__BRIEF__:
Print every one of the following entries again, line for line, with no changes.

__RECORDS__:

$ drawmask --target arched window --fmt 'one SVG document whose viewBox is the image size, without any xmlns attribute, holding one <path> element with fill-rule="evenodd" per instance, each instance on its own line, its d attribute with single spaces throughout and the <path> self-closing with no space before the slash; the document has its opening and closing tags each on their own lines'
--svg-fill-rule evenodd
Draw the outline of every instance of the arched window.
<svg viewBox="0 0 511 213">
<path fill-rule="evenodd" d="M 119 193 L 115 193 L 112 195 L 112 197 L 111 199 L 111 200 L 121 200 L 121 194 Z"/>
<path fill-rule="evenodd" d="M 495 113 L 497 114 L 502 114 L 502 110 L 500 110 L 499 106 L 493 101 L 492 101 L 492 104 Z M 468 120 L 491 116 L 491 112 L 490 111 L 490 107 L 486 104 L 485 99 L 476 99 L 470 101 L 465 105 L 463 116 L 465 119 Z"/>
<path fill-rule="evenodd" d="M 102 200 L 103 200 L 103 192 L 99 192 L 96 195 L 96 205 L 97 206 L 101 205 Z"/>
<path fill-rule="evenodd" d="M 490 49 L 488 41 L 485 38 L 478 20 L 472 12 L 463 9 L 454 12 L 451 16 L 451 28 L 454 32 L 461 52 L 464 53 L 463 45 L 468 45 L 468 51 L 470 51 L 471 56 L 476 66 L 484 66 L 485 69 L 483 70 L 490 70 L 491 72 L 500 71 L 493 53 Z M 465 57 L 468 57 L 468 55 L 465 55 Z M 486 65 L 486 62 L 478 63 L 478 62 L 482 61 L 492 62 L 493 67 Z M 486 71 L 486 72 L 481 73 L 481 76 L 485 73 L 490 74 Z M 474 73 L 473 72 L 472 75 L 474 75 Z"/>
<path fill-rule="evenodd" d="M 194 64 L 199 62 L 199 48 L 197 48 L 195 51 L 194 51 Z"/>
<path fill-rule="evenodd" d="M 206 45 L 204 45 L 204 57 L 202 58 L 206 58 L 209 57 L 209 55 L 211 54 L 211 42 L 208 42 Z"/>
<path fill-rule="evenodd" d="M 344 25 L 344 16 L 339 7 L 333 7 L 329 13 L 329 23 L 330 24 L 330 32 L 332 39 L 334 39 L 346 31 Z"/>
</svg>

__TASK RESULT__:
$ drawmask --target arched window --fmt 'one SVG document whose viewBox is the image size, without any xmlns attribute, holding one <path> element with fill-rule="evenodd" per instance, each instance on its own line, its d attribute with single spaces throughout and the <path> self-closing with no space before the slash; the document has its opening and closing tags each on their own lines'
--svg-fill-rule evenodd
Draw the outline of every instance of the arched window.
<svg viewBox="0 0 511 213">
<path fill-rule="evenodd" d="M 119 193 L 115 193 L 112 195 L 112 197 L 111 199 L 111 200 L 121 200 L 121 194 Z"/>
<path fill-rule="evenodd" d="M 495 113 L 497 114 L 502 114 L 502 110 L 500 110 L 499 106 L 493 101 L 492 101 L 492 104 Z M 468 120 L 491 116 L 491 112 L 490 111 L 490 107 L 486 104 L 485 99 L 476 99 L 470 101 L 465 105 L 463 116 L 465 119 Z"/>
<path fill-rule="evenodd" d="M 102 200 L 103 200 L 103 192 L 99 192 L 96 195 L 96 205 L 97 206 L 101 205 Z"/>
<path fill-rule="evenodd" d="M 490 49 L 488 41 L 485 38 L 478 20 L 472 12 L 463 9 L 454 12 L 451 16 L 451 28 L 454 32 L 461 52 L 464 53 L 463 45 L 468 45 L 468 51 L 470 51 L 471 56 L 476 66 L 484 66 L 485 69 L 483 70 L 490 70 L 491 72 L 500 71 L 493 53 Z M 465 57 L 468 57 L 468 55 L 465 55 Z M 486 65 L 486 62 L 478 63 L 478 62 L 482 61 L 492 62 L 493 67 Z M 486 71 L 486 72 L 481 73 L 481 76 L 485 73 L 490 74 Z M 474 73 L 473 72 L 472 75 L 474 75 Z"/>
<path fill-rule="evenodd" d="M 194 64 L 199 62 L 199 48 L 197 48 L 195 51 L 194 51 Z"/>
<path fill-rule="evenodd" d="M 206 45 L 204 45 L 204 57 L 202 58 L 206 58 L 209 57 L 209 55 L 211 54 L 211 42 L 208 42 Z"/>
<path fill-rule="evenodd" d="M 344 25 L 344 16 L 339 7 L 333 7 L 329 13 L 329 23 L 330 24 L 330 32 L 332 39 L 334 39 L 346 31 Z"/>
</svg>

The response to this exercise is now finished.